── DATA EXCERPTS

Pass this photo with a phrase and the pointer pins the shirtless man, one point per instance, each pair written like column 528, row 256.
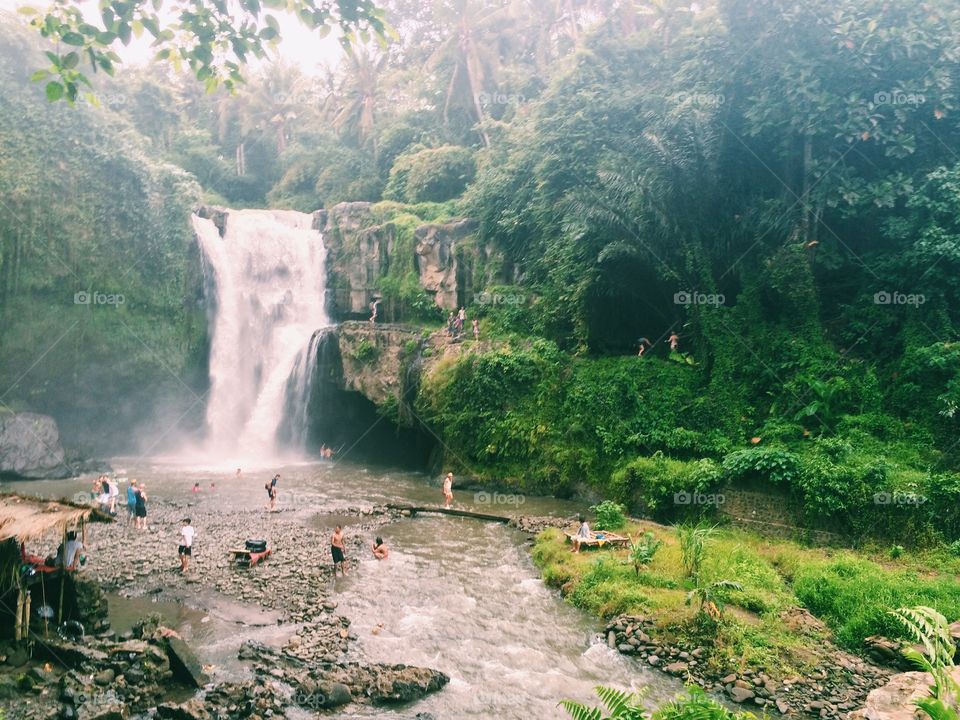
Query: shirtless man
column 380, row 551
column 448, row 490
column 338, row 550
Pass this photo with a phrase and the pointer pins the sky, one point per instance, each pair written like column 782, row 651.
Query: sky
column 299, row 46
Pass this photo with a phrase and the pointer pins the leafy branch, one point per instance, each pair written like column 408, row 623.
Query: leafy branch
column 212, row 38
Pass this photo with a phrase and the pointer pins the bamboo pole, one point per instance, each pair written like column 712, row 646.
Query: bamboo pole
column 18, row 630
column 63, row 576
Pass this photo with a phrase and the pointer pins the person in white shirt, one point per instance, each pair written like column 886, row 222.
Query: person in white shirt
column 185, row 551
column 114, row 494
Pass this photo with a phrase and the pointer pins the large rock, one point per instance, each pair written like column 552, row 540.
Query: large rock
column 373, row 359
column 185, row 665
column 30, row 447
column 895, row 700
column 437, row 260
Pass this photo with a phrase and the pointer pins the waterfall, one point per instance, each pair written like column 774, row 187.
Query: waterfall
column 270, row 281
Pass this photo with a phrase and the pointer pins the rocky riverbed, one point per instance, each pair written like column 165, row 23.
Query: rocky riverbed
column 106, row 677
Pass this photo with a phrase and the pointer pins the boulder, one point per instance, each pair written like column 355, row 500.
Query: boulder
column 739, row 694
column 192, row 709
column 894, row 701
column 437, row 260
column 185, row 666
column 30, row 447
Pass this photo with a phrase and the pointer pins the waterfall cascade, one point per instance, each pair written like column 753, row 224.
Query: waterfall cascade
column 270, row 281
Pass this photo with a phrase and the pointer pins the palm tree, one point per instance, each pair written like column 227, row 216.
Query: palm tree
column 356, row 99
column 470, row 52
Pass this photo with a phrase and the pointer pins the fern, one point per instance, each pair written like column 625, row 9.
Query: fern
column 929, row 628
column 620, row 704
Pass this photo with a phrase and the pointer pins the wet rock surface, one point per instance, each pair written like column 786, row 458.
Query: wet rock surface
column 30, row 447
column 832, row 690
column 101, row 678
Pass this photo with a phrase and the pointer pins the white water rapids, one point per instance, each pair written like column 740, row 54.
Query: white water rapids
column 270, row 281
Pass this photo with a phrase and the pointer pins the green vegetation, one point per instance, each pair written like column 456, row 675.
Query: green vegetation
column 760, row 583
column 622, row 705
column 643, row 549
column 212, row 41
column 930, row 629
column 609, row 515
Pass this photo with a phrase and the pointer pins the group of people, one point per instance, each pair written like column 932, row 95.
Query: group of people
column 338, row 548
column 456, row 321
column 645, row 344
column 106, row 491
column 326, row 452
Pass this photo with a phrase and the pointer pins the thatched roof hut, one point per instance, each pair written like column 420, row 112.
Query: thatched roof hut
column 28, row 518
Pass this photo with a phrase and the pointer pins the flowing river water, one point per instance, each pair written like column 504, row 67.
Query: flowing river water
column 459, row 595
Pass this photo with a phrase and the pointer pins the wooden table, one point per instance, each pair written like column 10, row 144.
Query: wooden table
column 245, row 558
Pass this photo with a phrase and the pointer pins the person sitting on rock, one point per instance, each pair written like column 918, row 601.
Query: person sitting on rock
column 582, row 534
column 380, row 551
column 67, row 558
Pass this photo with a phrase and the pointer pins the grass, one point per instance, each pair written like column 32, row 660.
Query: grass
column 850, row 592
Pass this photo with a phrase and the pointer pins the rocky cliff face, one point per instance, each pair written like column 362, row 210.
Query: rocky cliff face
column 366, row 244
column 378, row 360
column 30, row 447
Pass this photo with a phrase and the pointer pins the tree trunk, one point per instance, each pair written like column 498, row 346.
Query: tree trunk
column 805, row 194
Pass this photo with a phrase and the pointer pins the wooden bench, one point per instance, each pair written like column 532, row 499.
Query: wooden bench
column 600, row 538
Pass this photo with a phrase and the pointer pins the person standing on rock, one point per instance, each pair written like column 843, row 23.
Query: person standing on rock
column 582, row 534
column 114, row 494
column 185, row 550
column 141, row 507
column 448, row 490
column 271, row 488
column 338, row 550
column 132, row 501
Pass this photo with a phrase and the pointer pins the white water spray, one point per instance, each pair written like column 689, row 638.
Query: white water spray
column 270, row 279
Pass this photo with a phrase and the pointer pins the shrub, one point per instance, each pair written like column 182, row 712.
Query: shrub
column 609, row 515
column 643, row 549
column 853, row 596
column 693, row 547
column 431, row 174
column 779, row 466
column 365, row 352
column 653, row 483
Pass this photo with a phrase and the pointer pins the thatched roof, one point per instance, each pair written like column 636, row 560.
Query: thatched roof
column 27, row 518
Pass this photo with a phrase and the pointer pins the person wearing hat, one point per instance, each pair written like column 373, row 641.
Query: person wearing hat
column 185, row 550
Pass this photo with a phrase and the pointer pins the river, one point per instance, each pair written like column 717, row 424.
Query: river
column 459, row 595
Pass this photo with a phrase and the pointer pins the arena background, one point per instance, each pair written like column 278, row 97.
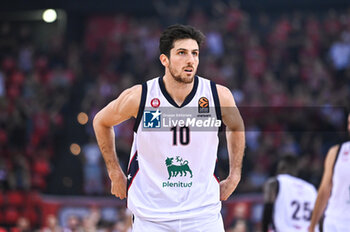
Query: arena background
column 286, row 62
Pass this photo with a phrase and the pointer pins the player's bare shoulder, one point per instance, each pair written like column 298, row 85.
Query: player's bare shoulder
column 129, row 100
column 331, row 156
column 225, row 96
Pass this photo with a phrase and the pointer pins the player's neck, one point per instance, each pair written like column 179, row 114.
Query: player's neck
column 178, row 91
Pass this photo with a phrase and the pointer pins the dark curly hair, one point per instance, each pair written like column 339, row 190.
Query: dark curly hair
column 177, row 32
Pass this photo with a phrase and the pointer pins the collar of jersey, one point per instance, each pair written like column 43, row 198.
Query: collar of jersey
column 187, row 99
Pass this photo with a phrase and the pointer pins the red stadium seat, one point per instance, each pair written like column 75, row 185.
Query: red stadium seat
column 11, row 216
column 15, row 198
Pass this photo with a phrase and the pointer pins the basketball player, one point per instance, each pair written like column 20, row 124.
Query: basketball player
column 170, row 184
column 288, row 199
column 334, row 191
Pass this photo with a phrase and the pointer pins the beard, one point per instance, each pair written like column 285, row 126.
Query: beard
column 181, row 79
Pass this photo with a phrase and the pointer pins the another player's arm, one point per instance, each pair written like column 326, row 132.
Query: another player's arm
column 270, row 194
column 117, row 111
column 235, row 137
column 325, row 188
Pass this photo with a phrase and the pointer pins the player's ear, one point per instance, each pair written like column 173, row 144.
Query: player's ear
column 164, row 60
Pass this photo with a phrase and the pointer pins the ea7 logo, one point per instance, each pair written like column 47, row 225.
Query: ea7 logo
column 152, row 119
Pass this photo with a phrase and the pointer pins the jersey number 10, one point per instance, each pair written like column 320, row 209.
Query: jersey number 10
column 184, row 135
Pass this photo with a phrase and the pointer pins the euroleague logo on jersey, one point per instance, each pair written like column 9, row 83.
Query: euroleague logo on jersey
column 155, row 103
column 203, row 105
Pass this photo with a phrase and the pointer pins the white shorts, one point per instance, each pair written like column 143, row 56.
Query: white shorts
column 203, row 224
column 331, row 225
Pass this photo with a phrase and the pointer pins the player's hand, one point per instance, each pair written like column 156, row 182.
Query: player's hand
column 228, row 185
column 118, row 185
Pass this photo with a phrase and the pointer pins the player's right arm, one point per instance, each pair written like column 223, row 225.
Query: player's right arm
column 325, row 188
column 117, row 111
column 270, row 194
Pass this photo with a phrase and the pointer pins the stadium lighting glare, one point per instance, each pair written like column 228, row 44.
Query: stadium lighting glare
column 49, row 15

────

**EXERCISE GOAL:** Rewrite all of the records above as a numbered list with one line per item, skipping any blank lines and leaving out the pictures.

**COMPLETE ANSWER:**
1. Pass this photo with a phrase and the pointer pins the shirtless man, one point per instance, each pair written like column 528, row 256.
2. Query: shirtless man
3. column 380, row 551
4. column 448, row 490
5. column 338, row 550
6. Pass this photo with a phrase and the pointer pins the sky, one point per instance, each pair written like column 782, row 651.
7. Query: sky
8. column 299, row 46
9. Pass this photo with a phrase and the pointer pins the leafy branch, one point per instance, each pair written like column 408, row 623.
10. Query: leafy branch
11. column 212, row 38
12. Pass this photo with a phrase and the pointer pins the bamboo pole, one point per instance, each pair written like column 712, row 646.
13. Query: bamboo pole
14. column 18, row 630
15. column 63, row 576
16. Pass this photo with a phrase and the pointer pins the person in white shirt, one point per instance, each pair written like column 886, row 222.
17. Query: person in white shirt
18. column 185, row 551
19. column 114, row 494
20. Pass this photo with a phrase and the pointer pins the large rock, one point per instance, each pair written like column 552, row 540.
21. Query: large rock
22. column 373, row 359
23. column 185, row 665
24. column 30, row 447
25. column 895, row 700
26. column 437, row 260
27. Pass this photo with a phrase and the pointer pins the waterfall, one point per instance, each pair written like column 774, row 187.
28. Query: waterfall
29. column 270, row 281
30. Pass this photo with a phrase and the pointer pins the rocky riverbed, one point per instance, each pair written like column 165, row 23.
31. Query: rocky riverbed
32. column 106, row 677
33. Pass this photo with a phrase and the pointer pins the boulder, one point per instance, each pair written like column 355, row 500.
34. Query: boulder
35. column 739, row 694
36. column 192, row 709
37. column 894, row 701
38. column 437, row 260
39. column 185, row 666
40. column 30, row 447
41. Pass this photo with a phrase and the pointer pins the waterfall cascade, one point per instance, each pair written like column 753, row 224.
42. Query: waterfall cascade
43. column 270, row 281
44. Pass this photo with a phrase and the pointer pins the palm tree, one point per instance, each pair written like column 227, row 216.
45. Query: palm tree
46. column 356, row 99
47. column 470, row 52
48. Pass this photo with a phrase and the pointer pins the fern, one point per instance, each pair written like column 625, row 9.
49. Query: fern
50. column 929, row 628
51. column 620, row 704
52. Pass this photo with a phrase and the pointer pins the wet rock surface, one point per instance, each pair written like column 786, row 458.
53. Query: wet rock surface
54. column 30, row 447
55. column 832, row 690
56. column 101, row 678
57. Pass this photo with a phrase and the pointer pins the white water rapids, one point per instance, each pair written like column 740, row 54.
58. Query: white water rapids
59. column 270, row 281
60. Pass this photo with a phrase and the pointer pins the green vegetation, one point per instance, each pair written like column 456, row 675.
61. Query: green vegetation
62. column 760, row 583
63. column 622, row 705
64. column 643, row 549
65. column 212, row 41
66. column 930, row 629
67. column 609, row 515
68. Pass this photo with a phrase and the pointer pins the group of people, one point per instance, each pair written like column 932, row 95.
69. Query: group of people
70. column 338, row 548
71. column 456, row 321
72. column 645, row 344
73. column 106, row 491
74. column 326, row 452
75. Pass this photo with a phrase and the pointer pins the thatched roof hut, one point per instance, each pair written like column 420, row 112.
76. Query: thatched roof hut
77. column 28, row 518
78. Pass this photo with a phrase and the pointer pins the flowing river water, one point per instance, each pair written like column 504, row 67.
79. Query: flowing river water
80. column 459, row 595
81. Pass this photo with a phrase and the pointer pins the wooden table, one point per instance, each pair written like column 10, row 144.
82. Query: wooden table
83. column 245, row 558
84. Pass this photo with a phrase and the pointer pins the person sitting on rock, one point per instance, each pair written like column 918, row 601.
85. Query: person sitting on rock
86. column 582, row 534
87. column 380, row 551
88. column 67, row 558
89. Pass this photo with a phrase and the pointer pins the grass, one point per instance, each pair written like column 32, row 660.
90. Query: grass
91. column 850, row 592
92. Pass this photo with a phrase and the pointer pins the rocky cliff face, one point per instance, each pair written like column 362, row 210.
93. Query: rocky cliff face
94. column 366, row 244
95. column 378, row 360
96. column 30, row 447
97. Pass this photo with a phrase and the pointer pins the tree trunk, one point per instance, each pair written like column 498, row 346.
98. Query: tree trunk
99. column 805, row 194
100. Pass this photo with a phrase and the pointer pins the wooden bench, one point per instance, each pair written like column 532, row 499.
101. Query: wooden bench
102. column 600, row 538
103. Pass this photo with a phrase and the pointer pins the person standing on rock, one point per instance, each pair written like column 843, row 23.
104. Query: person standing on rock
105. column 582, row 534
106. column 114, row 494
107. column 185, row 550
108. column 141, row 507
109. column 448, row 490
110. column 271, row 488
111. column 338, row 550
112. column 132, row 501
113. Pass this photo with a phrase and the pointer pins the white water spray, one point per instance, each pair written like column 689, row 638.
114. Query: white water spray
115. column 270, row 279
116. Pass this photo with a phrase and the pointer pins the shrub, one point per instance, each pair written like column 182, row 712.
117. Query: shrub
118. column 609, row 515
119. column 643, row 549
120. column 853, row 596
121. column 693, row 547
122. column 431, row 174
123. column 779, row 466
124. column 365, row 352
125. column 653, row 483
126. Pass this photo with a phrase and the pointer pins the thatched roof, one point per instance, each pair written like column 636, row 560.
127. Query: thatched roof
128. column 27, row 518
129. Pass this photo with a phrase and the pointer pins the person wearing hat, one point per instance, each pair written like column 373, row 641.
130. Query: person wearing hat
131. column 185, row 550
132. Pass this photo with a phrase and the pointer pins the river, one point per instance, each pair written like column 717, row 424.
133. Query: river
134. column 459, row 595
135. Pass this photo with a phrase and the pointer pins the arena background, one point per instance, each pair written like column 278, row 97.
136. Query: arena background
137. column 286, row 62
138. Pass this photo with a phrase and the pointer pins the player's bare shoulder, one point per instance, each pair written like column 298, row 85.
139. Query: player's bare shoulder
140. column 129, row 100
141. column 331, row 156
142. column 225, row 96
143. Pass this photo with a phrase and the pointer pins the player's neck, one point per instance, each pair written like column 179, row 114.
144. Query: player's neck
145. column 178, row 91
146. Pass this photo with a phrase and the pointer pins the dark curly hair, one point per instance, each pair written like column 339, row 190.
147. Query: dark curly hair
148. column 177, row 32
149. Pass this photo with a phrase and the pointer pins the collar of jersey, one point per instance, each pair written like column 43, row 198.
150. Query: collar of jersey
151. column 187, row 99
152. Pass this photo with a phrase and the pointer pins the red stadium seat, one point per instance, each pair written like column 75, row 185.
153. Query: red stadium seat
154. column 11, row 216
155. column 15, row 198
156. Pass this photo with a phrase and the pointer pins the basketball player, one point per instance, each pair written like column 20, row 124.
157. Query: basketball player
158. column 170, row 184
159. column 288, row 199
160. column 334, row 191
161. Pass this photo with a phrase and the pointer pins the beard, one point per instance, each pair written like column 285, row 126.
162. Query: beard
163. column 181, row 79
164. Pass this photo with a phrase and the pointer pins the another player's arm, one point per instance, each pair written like column 326, row 132.
165. Query: another player's arm
166. column 270, row 194
167. column 117, row 111
168. column 235, row 137
169. column 325, row 188
170. Pass this photo with a phrase and the pointer pins the player's ear, one point per instance, each pair written like column 173, row 144.
171. Query: player's ear
172. column 164, row 60
173. Pass this photo with a phrase and the pointer pins the ea7 logo, one point per instance, each pair written like column 47, row 225.
174. Query: ea7 logo
175. column 152, row 119
176. Pass this photo with a phrase and the pointer pins the jersey number 10, one point per instance, each pair written like column 320, row 209.
177. Query: jersey number 10
178. column 184, row 135
179. Pass this photo with a phrase and the pointer pins the euroleague logo on jersey, one point per instance, each pair written like column 9, row 83.
180. Query: euroleague logo on jersey
181. column 155, row 103
182. column 203, row 105
183. Pass this photo with a phrase and the pointer pins the white shorts, one point per instance, each pair written like column 143, row 56.
184. Query: white shorts
185. column 203, row 224
186. column 331, row 225
187. Pass this photo with a phrase and the pointer pins the player's hand, one point per instance, each pair written like column 156, row 182.
188. Query: player's hand
189. column 228, row 185
190. column 118, row 185
191. Pass this photo with a phrase and the pointer pins the player's right arm, one point per instance, each pair written like column 223, row 225.
192. Query: player's right arm
193. column 325, row 188
194. column 117, row 111
195. column 270, row 194
196. Pass this photo with a phrase and the pointer pins the stadium lighting glare, one point per instance, each pair written like column 228, row 44.
197. Query: stadium lighting glare
198. column 49, row 15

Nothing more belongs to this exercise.